### DATA
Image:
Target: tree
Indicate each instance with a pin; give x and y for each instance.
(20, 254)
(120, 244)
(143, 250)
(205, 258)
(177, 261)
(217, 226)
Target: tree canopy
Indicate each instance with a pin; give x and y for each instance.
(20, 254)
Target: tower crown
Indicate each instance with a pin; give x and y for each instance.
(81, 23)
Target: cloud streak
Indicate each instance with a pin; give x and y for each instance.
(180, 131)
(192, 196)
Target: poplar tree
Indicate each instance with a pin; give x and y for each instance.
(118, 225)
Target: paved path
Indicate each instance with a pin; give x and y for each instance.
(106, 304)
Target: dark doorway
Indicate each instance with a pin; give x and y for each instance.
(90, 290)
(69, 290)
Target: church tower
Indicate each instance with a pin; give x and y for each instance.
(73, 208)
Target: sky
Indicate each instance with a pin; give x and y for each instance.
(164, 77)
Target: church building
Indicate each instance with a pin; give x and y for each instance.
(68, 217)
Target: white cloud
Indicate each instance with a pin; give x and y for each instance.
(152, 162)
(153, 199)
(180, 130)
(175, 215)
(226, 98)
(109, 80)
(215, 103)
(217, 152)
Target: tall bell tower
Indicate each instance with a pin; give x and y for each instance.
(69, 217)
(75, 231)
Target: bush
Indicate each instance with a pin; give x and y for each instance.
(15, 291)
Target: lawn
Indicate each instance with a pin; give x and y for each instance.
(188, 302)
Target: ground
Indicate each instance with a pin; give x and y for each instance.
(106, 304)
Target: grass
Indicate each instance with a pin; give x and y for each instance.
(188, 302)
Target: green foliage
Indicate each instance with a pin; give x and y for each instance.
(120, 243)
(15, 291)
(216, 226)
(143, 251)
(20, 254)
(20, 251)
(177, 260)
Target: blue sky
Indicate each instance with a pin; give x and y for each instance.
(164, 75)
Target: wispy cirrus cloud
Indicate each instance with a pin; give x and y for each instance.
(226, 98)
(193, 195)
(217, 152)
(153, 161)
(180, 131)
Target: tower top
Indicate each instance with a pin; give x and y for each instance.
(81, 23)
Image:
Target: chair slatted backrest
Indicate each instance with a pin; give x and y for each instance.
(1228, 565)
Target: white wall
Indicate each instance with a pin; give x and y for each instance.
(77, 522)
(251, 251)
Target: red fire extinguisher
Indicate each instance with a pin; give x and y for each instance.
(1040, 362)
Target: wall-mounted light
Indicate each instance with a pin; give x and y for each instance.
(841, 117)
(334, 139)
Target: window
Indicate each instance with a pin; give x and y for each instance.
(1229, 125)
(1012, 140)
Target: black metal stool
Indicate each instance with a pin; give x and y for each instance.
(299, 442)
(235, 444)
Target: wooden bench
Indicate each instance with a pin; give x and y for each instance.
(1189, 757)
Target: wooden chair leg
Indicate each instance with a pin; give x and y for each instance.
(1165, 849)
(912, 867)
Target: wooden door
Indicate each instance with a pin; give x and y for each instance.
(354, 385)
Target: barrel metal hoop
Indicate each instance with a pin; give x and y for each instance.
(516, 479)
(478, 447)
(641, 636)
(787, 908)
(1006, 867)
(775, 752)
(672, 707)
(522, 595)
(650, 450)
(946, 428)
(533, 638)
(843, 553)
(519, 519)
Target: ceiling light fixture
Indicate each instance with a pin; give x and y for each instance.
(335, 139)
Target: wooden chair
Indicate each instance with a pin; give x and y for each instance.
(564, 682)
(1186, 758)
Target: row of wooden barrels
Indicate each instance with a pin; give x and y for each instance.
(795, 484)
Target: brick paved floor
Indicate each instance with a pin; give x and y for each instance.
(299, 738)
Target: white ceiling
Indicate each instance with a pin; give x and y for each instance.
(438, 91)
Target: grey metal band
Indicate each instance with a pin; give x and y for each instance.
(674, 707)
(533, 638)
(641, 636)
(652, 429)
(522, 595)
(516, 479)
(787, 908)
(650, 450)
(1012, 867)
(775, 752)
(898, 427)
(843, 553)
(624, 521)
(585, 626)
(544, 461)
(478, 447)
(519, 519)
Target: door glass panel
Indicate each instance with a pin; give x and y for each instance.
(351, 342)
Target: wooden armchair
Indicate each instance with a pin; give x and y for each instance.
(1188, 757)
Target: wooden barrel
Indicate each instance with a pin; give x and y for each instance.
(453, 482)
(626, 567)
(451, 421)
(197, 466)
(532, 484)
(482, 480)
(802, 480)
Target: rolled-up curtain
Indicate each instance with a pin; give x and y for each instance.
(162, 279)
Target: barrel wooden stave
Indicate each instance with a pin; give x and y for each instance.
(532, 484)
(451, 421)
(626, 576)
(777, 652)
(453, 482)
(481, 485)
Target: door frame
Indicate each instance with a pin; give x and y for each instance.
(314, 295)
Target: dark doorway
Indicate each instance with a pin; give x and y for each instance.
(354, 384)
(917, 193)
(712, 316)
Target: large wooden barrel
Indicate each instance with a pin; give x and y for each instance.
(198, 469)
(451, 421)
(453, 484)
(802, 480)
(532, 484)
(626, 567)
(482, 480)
######
PROBLEM TO SOLVE: Every line of the data should be output exactly as it was given.

EXERCISE RESPONSE:
Image:
Target: tree
Indicate each instance with a pin; give x and y for each instance.
(20, 254)
(120, 244)
(143, 250)
(205, 258)
(177, 261)
(217, 226)
Target: tree canopy
Indicate each instance with a pin; give x and y for each instance.
(20, 254)
Target: tower crown
Indicate each instance with a pin; give x and y for each instance.
(81, 23)
Target: cloud streak
Indicate each instance with a pin; give x and y for each instance.
(180, 131)
(192, 196)
Target: poplar tree
Indicate each instance with a pin; give x and y for each instance.
(118, 225)
Target: paved path
Indicate each instance with a pin; give x and y for each instance.
(106, 304)
Target: dark doorway
Indicate each instance with a pin; give x and y for each instance.
(90, 290)
(69, 290)
Target: church tower
Indicate each instance with a pin; give x and y for each instance.
(73, 208)
Target: sky
Indicate each instance with a pin; give x and y for each instance.
(164, 77)
Target: church building
Indicate each instance with a pin; give x and y for each instance.
(68, 217)
Target: white cloud
Indicate each instance with a pin; give x and y for each instance.
(152, 162)
(153, 199)
(180, 130)
(175, 215)
(226, 98)
(109, 80)
(215, 103)
(217, 152)
Target: tall bell tower
Indicate each instance with a pin; give x and y for each instance.
(69, 217)
(75, 231)
Target: bush
Indicate each instance with a pin; give x and y for each instance.
(15, 291)
Target: lawn
Indicate each instance with a pin; give x and y for each instance.
(188, 302)
Target: ground
Indicate each instance with a pin; give x and y for each instance.
(106, 304)
Target: grass
Indicate each instance with a pin; give x and y for each instance.
(188, 302)
Target: green foliage
Indicate each instance with a pin; give x and y for each instance.
(120, 243)
(15, 291)
(216, 226)
(143, 251)
(20, 254)
(20, 251)
(177, 260)
Target: blue sky
Indicate each instance with a pin; give x and y for each instance.
(164, 75)
Target: wispy cirrus cloud
Indicate each instance with a pin; give x and y for each instance.
(226, 98)
(193, 195)
(217, 152)
(153, 161)
(180, 131)
Target: tower top
Indicate each instance with a pin; give x and y for each instance.
(81, 23)
Image:
Target: chair slatted backrest
Indicate each instance with a pin; give x and y for each instance.
(1228, 565)
Target: white wall
Indicate each instance with a pin; give x and y for each instance.
(77, 522)
(251, 251)
Target: red fire extinguisher
Indicate each instance with a pin; give x and y for each instance.
(1040, 362)
Target: wall-mounted light
Indicate each instance with a pin; give x and y for each instance.
(841, 117)
(334, 139)
Target: window
Indicate each instance with a pin; give x and y for each instance.
(1229, 125)
(1012, 140)
Target: black metal stool
Indicate each instance with a pin; give x and y for each instance.
(299, 442)
(235, 444)
Target: wooden bench
Indicate each instance with a pin; give x and y for each instance.
(1189, 757)
Target: wooden chair leg
Indicate each instance with a pin; give x and y for each instance.
(1165, 849)
(912, 867)
Target: wooden door
Indicate each instance with a pin; give x and y for each instance.
(354, 385)
Target: barrel metal hoop
Indicate each instance with a pin; give x and y for each instance.
(516, 479)
(478, 447)
(641, 636)
(787, 908)
(1006, 867)
(775, 752)
(672, 707)
(522, 595)
(650, 450)
(946, 428)
(533, 638)
(843, 553)
(519, 519)
Target: ceiling light fixture
Indicate each instance with a pin; give x and y for each instance.
(335, 139)
Target: wooden chair
Indicate each instance with a pin; give x and y for each instance.
(564, 682)
(1186, 758)
Target: row of wooden barrels
Indicate each instance with a pin; give x and y for each instance.
(795, 484)
Target: brick paved floor
Indicate each instance with a pin; give x and y for each instance.
(299, 738)
Target: white ceiling
Indicate each instance with a pin; give x and y for each instance.
(438, 91)
Target: grey metal band
Indicate each instance with a pin; give x and y for each instance.
(674, 707)
(533, 638)
(641, 636)
(652, 429)
(522, 595)
(516, 479)
(787, 908)
(650, 450)
(1012, 867)
(775, 752)
(898, 427)
(843, 553)
(624, 521)
(585, 626)
(544, 461)
(478, 447)
(519, 519)
Target: door glass panel
Indicate each instance with a pin; give x and y for each instance.
(351, 342)
Target: wooden armchair
Indicate each instance with a pin; give x and y for each instance.
(1188, 757)
Target: wooden barrel
Indicate each instance with a pin; give x and y for each instance.
(453, 482)
(626, 567)
(451, 421)
(197, 466)
(532, 484)
(482, 480)
(802, 480)
Target: rolled-up curtain
Indicate each instance with a pin; give x and y for each instance.
(162, 279)
Target: barrel wooden stave
Indicate each instance with a pin; give x and y for each instance.
(532, 484)
(451, 421)
(626, 576)
(777, 652)
(453, 482)
(481, 485)
Target: door frame
Indicate each instance with a pin; give x and y for each instance.
(314, 295)
Target: dark doorway
Indicate each instance with a pin; give x and y for each instance.
(354, 384)
(917, 193)
(712, 316)
Target: large wooden barrel
Indicate each instance with a pin; give x and y for each instance.
(198, 469)
(451, 421)
(453, 484)
(802, 480)
(532, 484)
(626, 567)
(482, 480)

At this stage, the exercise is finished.